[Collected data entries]
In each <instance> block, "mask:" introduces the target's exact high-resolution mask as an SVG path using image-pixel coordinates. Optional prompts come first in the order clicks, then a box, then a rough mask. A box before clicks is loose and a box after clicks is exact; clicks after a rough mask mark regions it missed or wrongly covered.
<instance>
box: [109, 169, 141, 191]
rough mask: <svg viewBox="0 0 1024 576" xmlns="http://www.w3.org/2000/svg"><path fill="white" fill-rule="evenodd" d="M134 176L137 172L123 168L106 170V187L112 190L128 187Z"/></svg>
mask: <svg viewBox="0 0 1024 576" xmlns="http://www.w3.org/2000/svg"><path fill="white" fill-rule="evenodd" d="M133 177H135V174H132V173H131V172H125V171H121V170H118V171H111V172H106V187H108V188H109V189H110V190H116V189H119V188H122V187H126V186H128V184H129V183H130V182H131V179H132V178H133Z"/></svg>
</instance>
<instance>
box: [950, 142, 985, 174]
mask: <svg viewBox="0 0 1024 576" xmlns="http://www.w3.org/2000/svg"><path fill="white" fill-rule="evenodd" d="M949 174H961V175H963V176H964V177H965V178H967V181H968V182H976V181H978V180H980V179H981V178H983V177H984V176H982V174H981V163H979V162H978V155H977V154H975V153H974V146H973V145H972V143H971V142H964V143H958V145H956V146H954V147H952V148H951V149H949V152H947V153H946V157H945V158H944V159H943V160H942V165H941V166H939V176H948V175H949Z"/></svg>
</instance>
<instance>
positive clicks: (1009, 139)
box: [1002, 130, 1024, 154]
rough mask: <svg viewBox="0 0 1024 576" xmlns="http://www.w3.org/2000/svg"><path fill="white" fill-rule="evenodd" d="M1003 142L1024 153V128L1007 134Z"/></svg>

**TASK DIRECTIONS**.
Which lines above hold the string "clicks"? Copy each of them.

**THE ANSWER**.
In each <instance> block, "mask:" introduces the target's exact high-resolution mask as an SVG path using image-pixel coordinates. Optional prompts come first in the order clicks, then a box, then a rough mask. A box before clicks is loose and a box after clicks is exact; clicks after a rough mask mark regions it missed or wrongly covered.
positive clicks: (1009, 139)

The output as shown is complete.